[start THE INPUT]

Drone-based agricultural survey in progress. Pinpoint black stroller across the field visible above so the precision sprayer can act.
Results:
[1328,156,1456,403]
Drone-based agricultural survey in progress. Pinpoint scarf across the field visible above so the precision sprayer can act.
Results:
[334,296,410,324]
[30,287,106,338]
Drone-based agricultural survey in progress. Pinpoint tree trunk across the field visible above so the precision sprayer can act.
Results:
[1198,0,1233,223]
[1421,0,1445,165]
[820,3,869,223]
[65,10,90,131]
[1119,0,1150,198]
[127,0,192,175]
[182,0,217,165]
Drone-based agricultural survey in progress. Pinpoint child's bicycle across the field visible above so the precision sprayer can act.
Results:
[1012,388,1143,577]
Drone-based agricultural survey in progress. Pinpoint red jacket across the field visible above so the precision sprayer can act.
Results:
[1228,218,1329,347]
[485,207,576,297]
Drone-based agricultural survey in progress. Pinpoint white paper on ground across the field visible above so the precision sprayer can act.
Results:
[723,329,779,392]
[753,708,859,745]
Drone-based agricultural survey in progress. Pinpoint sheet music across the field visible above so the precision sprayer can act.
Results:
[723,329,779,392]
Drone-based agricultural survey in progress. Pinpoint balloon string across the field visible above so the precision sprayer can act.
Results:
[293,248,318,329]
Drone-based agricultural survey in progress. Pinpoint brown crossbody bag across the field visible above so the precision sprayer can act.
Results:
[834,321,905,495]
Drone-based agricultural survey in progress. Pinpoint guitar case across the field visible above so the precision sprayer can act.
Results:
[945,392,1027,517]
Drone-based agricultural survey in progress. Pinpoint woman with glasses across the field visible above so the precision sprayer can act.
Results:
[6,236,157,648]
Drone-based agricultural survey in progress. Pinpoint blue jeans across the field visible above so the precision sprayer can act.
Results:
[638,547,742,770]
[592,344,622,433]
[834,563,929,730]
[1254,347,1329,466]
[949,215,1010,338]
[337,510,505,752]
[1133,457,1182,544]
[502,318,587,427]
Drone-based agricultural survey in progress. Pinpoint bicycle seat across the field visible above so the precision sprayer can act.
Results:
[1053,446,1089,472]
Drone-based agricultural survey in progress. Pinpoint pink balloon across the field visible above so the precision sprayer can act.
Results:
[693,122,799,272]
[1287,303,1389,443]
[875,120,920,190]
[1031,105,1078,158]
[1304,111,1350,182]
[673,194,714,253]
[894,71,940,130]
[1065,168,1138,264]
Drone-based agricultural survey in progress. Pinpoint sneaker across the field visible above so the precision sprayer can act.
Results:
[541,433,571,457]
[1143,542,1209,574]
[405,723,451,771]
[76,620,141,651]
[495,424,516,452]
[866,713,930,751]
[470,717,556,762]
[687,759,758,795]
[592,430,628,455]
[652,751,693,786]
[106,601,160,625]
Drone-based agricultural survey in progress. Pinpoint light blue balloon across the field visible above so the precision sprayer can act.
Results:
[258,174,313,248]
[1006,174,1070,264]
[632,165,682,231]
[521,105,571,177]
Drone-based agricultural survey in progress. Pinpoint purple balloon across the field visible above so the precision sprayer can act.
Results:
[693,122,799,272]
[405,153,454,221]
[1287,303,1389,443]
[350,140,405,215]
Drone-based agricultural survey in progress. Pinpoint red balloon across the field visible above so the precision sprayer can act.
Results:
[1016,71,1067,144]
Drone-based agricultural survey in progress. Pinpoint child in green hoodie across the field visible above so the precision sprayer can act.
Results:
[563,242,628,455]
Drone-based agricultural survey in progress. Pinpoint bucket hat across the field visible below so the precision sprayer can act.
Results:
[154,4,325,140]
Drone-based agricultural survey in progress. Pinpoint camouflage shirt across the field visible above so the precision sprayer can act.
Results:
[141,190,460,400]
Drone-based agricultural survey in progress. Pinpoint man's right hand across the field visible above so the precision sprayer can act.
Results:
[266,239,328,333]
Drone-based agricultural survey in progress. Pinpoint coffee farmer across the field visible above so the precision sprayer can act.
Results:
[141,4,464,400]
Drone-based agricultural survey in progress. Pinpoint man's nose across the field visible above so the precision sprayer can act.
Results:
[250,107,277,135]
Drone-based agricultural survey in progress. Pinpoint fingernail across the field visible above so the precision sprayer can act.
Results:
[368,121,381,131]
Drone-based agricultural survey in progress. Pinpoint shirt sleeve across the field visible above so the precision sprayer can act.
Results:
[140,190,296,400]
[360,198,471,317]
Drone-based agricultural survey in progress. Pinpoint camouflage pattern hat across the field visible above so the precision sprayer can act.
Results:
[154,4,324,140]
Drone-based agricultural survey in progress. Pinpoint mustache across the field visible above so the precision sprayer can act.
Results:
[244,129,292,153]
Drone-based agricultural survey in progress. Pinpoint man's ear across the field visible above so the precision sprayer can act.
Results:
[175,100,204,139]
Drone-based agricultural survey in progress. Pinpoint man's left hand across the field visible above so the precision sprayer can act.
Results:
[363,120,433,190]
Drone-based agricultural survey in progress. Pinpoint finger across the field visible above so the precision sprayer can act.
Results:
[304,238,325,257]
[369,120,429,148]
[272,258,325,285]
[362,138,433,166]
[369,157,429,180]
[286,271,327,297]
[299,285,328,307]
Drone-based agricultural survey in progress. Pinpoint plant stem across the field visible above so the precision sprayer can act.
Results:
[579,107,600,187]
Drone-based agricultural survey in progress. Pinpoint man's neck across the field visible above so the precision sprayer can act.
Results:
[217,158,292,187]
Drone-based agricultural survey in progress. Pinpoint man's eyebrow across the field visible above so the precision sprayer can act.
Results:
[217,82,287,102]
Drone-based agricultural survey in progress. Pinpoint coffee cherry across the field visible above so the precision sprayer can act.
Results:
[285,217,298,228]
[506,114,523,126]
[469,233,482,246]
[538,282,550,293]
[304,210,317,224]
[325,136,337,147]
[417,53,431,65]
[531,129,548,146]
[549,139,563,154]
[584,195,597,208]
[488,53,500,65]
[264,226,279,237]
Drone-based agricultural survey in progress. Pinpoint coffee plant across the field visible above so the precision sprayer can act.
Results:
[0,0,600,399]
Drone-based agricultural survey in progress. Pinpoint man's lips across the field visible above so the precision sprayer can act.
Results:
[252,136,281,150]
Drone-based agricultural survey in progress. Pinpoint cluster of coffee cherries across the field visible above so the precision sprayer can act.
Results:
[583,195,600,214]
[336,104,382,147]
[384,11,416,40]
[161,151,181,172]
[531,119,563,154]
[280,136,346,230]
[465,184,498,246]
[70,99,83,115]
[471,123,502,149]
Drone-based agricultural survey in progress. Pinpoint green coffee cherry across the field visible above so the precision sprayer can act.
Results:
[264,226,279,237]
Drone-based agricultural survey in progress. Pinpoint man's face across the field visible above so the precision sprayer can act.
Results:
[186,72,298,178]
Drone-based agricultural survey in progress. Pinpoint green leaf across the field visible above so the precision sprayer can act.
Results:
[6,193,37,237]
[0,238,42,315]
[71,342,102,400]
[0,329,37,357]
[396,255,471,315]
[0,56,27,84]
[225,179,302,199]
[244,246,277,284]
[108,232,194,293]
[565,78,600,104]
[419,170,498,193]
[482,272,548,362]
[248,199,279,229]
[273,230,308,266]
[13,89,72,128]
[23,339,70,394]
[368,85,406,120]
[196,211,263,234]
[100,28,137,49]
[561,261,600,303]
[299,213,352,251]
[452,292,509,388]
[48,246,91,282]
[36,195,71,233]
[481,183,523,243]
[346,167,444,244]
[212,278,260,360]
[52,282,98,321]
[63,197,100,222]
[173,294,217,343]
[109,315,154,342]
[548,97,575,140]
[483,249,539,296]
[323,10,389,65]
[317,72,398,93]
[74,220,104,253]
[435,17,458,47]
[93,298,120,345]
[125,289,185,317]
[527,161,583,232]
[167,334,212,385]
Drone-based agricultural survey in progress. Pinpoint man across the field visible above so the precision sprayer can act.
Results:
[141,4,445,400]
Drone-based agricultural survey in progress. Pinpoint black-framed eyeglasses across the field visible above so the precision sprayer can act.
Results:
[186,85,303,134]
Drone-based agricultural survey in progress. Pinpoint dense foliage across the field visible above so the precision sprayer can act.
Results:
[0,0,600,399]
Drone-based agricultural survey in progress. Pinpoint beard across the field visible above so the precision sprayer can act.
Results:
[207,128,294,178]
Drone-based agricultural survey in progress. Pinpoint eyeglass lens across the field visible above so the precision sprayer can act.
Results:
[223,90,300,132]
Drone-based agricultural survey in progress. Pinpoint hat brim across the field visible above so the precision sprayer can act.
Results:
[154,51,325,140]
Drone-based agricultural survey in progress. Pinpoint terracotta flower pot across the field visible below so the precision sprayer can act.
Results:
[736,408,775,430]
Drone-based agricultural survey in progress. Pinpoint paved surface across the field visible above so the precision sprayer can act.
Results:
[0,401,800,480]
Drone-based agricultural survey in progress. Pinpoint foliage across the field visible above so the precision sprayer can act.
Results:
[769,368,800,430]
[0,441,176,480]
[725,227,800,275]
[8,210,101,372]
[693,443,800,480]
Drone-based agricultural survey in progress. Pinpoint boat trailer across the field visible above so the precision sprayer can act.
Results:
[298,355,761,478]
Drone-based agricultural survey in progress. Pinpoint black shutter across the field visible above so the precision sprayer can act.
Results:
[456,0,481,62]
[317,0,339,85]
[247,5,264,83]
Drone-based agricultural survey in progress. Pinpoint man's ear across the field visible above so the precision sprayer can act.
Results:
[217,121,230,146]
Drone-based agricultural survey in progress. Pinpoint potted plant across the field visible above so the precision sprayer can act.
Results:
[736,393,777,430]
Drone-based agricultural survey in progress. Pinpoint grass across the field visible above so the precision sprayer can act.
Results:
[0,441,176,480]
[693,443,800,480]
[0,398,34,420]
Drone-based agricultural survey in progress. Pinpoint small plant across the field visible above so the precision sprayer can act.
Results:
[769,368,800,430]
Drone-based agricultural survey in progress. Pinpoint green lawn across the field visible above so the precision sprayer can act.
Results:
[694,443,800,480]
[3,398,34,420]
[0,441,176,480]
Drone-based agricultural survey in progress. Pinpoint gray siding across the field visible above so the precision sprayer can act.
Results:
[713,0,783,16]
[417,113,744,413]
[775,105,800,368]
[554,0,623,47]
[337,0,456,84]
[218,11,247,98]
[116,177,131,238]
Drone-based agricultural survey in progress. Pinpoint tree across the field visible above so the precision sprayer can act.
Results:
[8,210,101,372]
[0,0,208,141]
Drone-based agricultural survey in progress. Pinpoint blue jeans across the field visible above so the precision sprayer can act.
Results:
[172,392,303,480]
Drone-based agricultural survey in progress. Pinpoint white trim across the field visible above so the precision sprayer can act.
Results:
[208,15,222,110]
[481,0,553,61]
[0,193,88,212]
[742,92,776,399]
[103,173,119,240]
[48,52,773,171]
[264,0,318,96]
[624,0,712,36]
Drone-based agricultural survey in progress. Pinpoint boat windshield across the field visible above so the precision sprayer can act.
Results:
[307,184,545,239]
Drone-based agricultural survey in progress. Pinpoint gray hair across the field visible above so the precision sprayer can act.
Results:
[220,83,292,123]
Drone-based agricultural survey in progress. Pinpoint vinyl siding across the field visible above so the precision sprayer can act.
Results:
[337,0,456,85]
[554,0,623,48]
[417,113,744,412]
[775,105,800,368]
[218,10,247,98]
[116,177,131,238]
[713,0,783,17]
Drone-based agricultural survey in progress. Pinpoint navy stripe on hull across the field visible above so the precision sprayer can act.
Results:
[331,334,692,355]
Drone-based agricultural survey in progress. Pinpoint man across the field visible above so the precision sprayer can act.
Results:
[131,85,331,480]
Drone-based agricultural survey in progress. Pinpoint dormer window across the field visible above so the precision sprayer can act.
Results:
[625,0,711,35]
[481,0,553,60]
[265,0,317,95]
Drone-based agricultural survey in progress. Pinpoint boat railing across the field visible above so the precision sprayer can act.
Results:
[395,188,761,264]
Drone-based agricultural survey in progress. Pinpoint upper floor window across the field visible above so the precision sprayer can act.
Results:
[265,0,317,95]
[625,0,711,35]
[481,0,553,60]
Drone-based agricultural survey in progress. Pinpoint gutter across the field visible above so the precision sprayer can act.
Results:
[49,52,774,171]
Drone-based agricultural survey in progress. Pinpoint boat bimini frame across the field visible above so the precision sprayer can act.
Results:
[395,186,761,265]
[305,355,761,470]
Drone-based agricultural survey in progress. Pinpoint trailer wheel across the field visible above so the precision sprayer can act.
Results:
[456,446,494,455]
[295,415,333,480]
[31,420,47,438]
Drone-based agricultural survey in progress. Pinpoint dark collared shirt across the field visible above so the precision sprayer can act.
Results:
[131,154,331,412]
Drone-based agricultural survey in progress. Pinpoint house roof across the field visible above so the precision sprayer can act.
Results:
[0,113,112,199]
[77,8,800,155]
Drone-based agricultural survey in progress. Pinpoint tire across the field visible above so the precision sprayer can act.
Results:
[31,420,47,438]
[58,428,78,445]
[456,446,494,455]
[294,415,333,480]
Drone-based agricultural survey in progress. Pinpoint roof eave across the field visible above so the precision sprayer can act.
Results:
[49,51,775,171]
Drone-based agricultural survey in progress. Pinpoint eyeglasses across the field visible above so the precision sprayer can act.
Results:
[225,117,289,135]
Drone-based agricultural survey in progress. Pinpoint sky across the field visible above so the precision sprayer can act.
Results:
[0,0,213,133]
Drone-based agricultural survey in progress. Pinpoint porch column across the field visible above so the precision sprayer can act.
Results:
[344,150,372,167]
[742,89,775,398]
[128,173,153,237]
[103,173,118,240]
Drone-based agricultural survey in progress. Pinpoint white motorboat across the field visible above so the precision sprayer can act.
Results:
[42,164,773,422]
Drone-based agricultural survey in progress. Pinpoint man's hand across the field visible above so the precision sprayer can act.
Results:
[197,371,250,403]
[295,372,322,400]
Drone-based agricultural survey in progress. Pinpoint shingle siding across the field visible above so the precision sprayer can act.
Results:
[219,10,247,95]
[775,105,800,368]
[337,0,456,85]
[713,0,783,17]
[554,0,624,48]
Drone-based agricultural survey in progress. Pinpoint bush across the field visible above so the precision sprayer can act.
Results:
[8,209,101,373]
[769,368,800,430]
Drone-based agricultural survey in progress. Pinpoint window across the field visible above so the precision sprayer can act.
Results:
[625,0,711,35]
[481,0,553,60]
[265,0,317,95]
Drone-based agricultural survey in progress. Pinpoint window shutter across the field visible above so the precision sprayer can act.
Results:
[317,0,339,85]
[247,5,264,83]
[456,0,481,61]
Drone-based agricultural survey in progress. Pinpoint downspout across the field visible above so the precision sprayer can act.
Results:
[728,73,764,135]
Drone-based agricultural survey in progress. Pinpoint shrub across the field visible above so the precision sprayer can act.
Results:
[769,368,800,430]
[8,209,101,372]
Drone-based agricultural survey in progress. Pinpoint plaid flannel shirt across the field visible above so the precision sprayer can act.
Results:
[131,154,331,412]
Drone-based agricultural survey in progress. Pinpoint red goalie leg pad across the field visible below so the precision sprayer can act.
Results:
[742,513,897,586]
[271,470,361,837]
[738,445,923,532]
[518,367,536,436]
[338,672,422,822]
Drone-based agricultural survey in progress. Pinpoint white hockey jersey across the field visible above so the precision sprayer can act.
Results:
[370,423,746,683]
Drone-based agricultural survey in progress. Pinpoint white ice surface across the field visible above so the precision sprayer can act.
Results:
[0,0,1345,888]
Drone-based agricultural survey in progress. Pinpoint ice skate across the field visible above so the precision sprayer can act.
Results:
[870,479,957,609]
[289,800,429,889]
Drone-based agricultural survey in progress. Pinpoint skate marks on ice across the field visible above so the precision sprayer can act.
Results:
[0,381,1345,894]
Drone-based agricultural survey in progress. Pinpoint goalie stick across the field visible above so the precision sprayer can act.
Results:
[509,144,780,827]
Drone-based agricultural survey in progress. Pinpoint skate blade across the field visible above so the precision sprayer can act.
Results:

[end THE INPUT]

:: INSTRUCTIONS FOR THE TASK ::
Repeat the listing word for word, beginning at the line that contains "Drone-based agricultural survey in progress. Pinpoint house" and stopping after the line that contains "[77,8,800,155]".

:: REPLY ::
Drone-based agricultural survey in progress. Pinpoint house roof across the field visible above so the precision sprayer can act.
Results:
[0,113,112,199]
[77,8,800,155]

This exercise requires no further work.